### YOUR TASK
List each line in the items below that contains the word "cathedral".

### RECORDS
▶

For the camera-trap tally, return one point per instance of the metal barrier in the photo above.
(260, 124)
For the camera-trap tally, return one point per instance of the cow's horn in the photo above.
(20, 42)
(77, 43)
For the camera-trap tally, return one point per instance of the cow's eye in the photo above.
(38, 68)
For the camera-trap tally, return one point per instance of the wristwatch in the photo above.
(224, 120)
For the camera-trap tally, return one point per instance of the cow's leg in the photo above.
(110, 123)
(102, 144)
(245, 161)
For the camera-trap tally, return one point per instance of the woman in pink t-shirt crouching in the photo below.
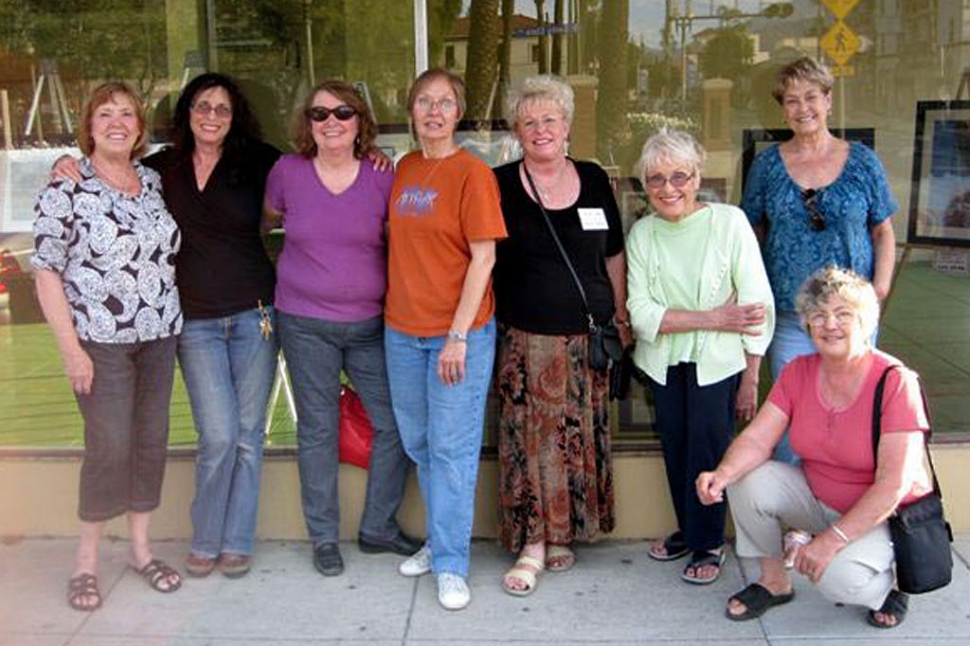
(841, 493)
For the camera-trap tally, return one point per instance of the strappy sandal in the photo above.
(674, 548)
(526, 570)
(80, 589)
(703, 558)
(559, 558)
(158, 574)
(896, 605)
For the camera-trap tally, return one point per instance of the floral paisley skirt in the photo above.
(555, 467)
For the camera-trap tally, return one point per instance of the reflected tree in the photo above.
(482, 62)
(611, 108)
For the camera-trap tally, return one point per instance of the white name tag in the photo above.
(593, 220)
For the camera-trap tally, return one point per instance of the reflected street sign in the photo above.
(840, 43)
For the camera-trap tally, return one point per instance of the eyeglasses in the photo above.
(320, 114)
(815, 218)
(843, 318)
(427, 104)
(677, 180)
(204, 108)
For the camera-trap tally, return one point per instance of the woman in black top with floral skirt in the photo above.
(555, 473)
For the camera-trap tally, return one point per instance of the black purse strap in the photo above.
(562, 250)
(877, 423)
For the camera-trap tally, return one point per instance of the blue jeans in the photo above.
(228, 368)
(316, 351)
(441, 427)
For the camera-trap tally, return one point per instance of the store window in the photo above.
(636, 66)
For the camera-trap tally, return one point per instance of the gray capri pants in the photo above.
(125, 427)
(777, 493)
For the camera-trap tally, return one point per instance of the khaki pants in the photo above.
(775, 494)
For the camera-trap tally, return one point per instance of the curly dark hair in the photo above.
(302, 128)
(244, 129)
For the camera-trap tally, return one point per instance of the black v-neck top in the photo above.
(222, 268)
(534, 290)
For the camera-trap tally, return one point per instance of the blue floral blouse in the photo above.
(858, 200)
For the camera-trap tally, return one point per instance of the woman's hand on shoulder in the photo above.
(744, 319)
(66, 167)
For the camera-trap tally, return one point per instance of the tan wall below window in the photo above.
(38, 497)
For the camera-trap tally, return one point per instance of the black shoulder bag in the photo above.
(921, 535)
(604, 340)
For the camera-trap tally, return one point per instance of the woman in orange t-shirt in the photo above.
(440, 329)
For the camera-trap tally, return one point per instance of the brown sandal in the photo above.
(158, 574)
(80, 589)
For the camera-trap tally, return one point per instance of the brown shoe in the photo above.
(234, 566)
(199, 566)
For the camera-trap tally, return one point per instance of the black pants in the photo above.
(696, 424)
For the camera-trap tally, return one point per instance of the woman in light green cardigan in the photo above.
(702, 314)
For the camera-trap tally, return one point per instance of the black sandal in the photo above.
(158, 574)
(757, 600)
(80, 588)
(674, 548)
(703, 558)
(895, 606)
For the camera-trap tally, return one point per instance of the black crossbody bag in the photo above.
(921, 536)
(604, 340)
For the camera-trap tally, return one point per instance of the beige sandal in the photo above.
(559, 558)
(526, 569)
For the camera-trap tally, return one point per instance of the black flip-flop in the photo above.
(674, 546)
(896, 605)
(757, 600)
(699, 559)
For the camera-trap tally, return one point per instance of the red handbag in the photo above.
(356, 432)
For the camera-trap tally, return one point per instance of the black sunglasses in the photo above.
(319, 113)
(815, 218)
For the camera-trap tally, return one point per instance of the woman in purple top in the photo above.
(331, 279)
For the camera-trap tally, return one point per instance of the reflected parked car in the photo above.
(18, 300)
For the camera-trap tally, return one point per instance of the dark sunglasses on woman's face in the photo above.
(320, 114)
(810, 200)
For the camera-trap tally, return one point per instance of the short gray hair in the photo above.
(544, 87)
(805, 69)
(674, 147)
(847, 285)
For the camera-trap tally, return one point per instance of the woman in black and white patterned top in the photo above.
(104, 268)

◀
▶

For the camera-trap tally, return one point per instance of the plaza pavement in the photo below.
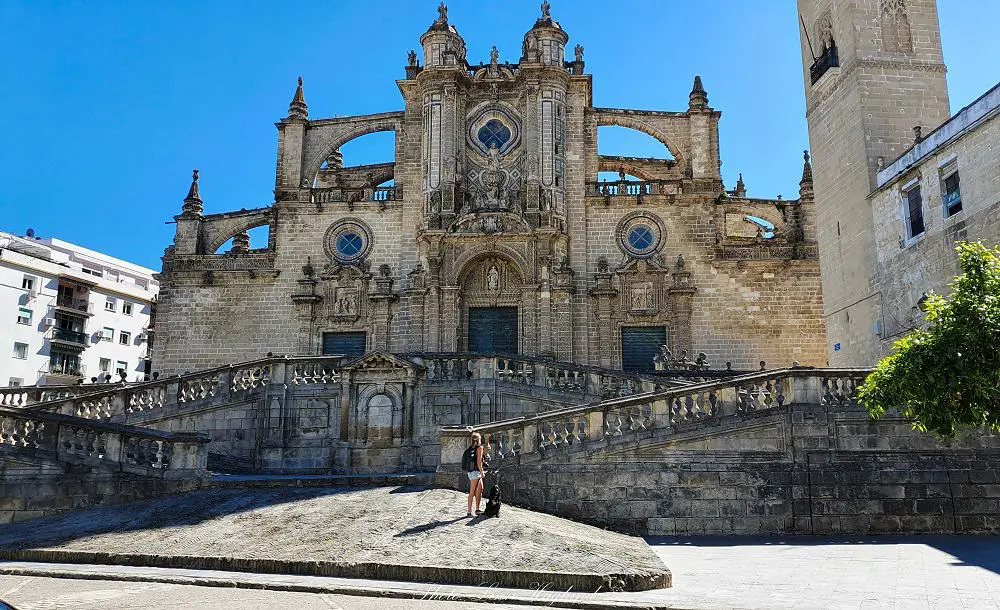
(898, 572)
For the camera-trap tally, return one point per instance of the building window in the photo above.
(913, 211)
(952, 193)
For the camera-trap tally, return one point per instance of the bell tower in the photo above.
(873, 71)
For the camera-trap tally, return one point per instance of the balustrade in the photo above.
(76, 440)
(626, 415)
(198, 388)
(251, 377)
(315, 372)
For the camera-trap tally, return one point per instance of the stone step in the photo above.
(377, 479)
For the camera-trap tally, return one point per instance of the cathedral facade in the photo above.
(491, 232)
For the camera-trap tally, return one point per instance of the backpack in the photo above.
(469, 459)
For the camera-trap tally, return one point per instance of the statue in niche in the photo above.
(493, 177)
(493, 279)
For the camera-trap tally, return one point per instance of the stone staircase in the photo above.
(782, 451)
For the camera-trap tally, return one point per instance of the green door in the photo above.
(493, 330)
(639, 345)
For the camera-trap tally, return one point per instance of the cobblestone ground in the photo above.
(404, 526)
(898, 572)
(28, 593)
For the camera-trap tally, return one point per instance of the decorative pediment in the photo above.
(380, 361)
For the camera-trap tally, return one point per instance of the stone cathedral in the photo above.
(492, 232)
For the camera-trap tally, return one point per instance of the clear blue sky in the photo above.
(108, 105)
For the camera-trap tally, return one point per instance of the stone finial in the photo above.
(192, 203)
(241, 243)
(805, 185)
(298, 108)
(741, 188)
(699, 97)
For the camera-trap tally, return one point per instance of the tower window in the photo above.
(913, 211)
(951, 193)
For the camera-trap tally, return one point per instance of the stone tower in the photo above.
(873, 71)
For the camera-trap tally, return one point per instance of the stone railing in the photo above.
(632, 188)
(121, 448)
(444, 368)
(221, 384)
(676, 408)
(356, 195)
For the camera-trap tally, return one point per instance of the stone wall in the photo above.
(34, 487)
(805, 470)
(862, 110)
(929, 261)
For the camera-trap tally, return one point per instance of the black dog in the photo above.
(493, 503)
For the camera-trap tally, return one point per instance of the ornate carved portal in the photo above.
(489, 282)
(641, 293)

◀
▶

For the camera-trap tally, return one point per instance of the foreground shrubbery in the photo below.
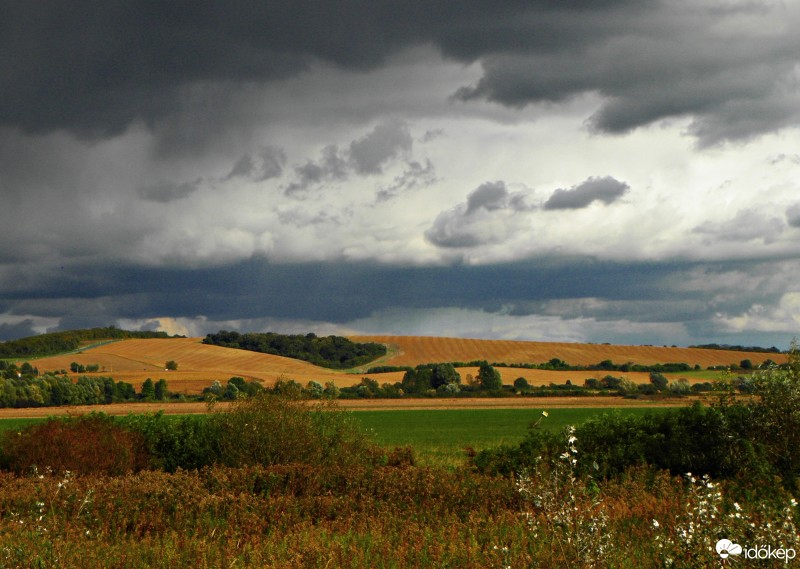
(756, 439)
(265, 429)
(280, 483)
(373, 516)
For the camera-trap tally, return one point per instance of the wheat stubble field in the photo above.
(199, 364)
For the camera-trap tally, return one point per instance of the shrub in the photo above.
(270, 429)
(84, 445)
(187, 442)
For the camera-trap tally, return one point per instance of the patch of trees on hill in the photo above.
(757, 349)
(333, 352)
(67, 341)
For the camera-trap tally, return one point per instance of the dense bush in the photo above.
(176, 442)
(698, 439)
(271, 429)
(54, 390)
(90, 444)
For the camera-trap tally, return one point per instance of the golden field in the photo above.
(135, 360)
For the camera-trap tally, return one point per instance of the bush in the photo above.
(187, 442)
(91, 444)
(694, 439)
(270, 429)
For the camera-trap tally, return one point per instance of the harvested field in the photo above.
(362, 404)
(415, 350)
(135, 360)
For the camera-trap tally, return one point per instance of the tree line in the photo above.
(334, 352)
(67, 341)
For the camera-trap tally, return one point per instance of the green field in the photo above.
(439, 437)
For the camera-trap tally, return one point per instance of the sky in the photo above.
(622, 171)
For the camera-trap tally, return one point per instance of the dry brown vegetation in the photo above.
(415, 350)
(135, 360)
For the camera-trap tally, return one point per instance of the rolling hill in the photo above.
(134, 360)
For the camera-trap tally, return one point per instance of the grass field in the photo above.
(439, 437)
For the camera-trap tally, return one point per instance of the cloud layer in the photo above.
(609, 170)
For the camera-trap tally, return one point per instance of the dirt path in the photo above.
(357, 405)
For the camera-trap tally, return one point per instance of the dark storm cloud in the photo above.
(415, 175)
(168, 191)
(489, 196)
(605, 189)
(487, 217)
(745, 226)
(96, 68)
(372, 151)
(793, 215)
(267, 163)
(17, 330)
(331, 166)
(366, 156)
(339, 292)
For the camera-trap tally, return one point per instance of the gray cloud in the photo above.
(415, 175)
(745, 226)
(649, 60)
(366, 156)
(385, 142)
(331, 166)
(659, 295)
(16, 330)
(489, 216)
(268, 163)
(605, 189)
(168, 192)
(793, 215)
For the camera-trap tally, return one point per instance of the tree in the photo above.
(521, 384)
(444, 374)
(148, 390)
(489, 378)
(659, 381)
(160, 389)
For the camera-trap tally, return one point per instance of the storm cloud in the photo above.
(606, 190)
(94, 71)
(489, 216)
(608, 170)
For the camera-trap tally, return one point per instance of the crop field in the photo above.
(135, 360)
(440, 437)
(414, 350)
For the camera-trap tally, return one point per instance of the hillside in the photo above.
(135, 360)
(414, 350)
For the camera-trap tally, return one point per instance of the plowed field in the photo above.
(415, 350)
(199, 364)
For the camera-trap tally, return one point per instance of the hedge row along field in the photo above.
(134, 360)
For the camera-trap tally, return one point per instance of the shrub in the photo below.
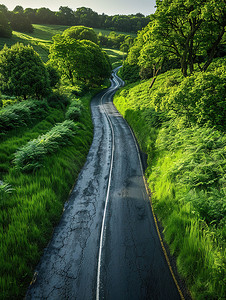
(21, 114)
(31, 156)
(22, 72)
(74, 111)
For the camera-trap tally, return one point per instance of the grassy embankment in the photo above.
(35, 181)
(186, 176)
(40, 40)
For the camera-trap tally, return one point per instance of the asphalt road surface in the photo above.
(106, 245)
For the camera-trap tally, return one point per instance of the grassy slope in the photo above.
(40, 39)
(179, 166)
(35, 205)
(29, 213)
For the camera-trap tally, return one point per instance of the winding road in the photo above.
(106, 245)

◀

### OUTPUT FOR THIS EXERCISE
For the camera-trap tally, return one point per instance of the cathedral facade in the photo above.
For the camera-trap tally, return one point per instance of the stone cathedral in the photo above.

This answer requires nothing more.